**Source information:**
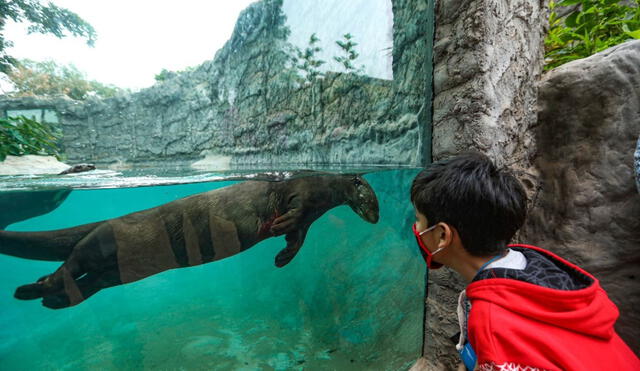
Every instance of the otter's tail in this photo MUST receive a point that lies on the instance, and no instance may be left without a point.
(51, 245)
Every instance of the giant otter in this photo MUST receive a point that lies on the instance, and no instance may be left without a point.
(191, 231)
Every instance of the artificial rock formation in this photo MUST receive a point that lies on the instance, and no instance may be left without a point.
(488, 56)
(251, 106)
(588, 209)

**Task goal:** Everything in the listing must be copied exactly except the pictures.

**Result below:**
Every instance of the otter's tail in this photo MUST receive a point that lies on the instance, and no instance may be left without a point.
(51, 245)
Every instance of the giant otter in this photo MUST receive a point that lies on the instance, and no instance may be left without a point.
(191, 231)
Every instance of the artificial rock formation in this photo MUST receive a point that lies on the instance, and no instance may be left without a point.
(488, 56)
(251, 106)
(588, 209)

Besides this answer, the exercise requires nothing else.